## start EXTRACTED TEXT
On our devices we do a lot of active monitoring with ping probes. We have more than 3000 linux hosts that use ping probes for:
- Measuring the availability of our hosts, as seen from our infrastructure ("sang")
- Measuring the performance of VPN tunnels ("tmon")
- Measuring the availability of Internet links ("linkmon")
- Detecting that a link is down for a link failover ("link-failover")
- Choosing a download server for signature updates ("clientha")
Doing ping probes is not trivial, because you usually need to do the probing asynchronously. Instead of reimplementing this every time, we have developed a common component that can take care of executing ping probes and collecting the results. We called it Pingmachine.
It is heavily inspired by Smokeping by Tobi Oetiker, but designed to be used as a monitoring component that runs in the background (whereas Smokeping is a complete application).
The basic idea is that any monitoring component that needs some ping probes, just needs to define "ping orders" by writing YAML-formatted files, and wait for results for that order to appear under that order. It's a very simple API that simplified this part of our monitoring applications greatly.
Having a single component taking care of the probing, also makes sure that we can better control what probing is being done. Also, it makes probing issues easier to debug. There is a "pingmachine-status" command-line program that reports all ping orders that are currently active, along with their results.
Most of the probing is executed by fping, whose maintenance is also sponsored by Open Systems. Other probes can be easily defined to implement measurements not based on ICMP ECHO, but on anything else (SSH connections, for example, or HTTP requests).
Pingmachine is self-contained and doesn't depend on any other software written by us. We have published it on Github: https://github.com/open-ch/pingmachine/
## end EXTRACTED TEXT
- EXERCISE DIRECTIONS -
Which program executes most of the probing, according to the Pingmachine text? Please answer in a few words. The listing is separate material with no connection to the Pingmachine text.
## start SUPPLIED INFORMATION
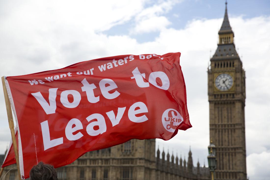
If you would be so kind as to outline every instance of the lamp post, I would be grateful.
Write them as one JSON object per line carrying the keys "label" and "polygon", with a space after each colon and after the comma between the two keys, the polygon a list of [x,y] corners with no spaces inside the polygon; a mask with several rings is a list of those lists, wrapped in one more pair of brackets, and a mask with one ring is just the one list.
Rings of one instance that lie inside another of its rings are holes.
{"label": "lamp post", "polygon": [[209,155],[207,157],[208,159],[208,166],[210,169],[211,178],[214,180],[214,172],[217,168],[217,158],[216,157],[215,146],[213,144],[212,138],[210,141],[210,144],[208,146]]}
## end SUPPLIED INFORMATION
- EXERCISE SOLUTION -
fping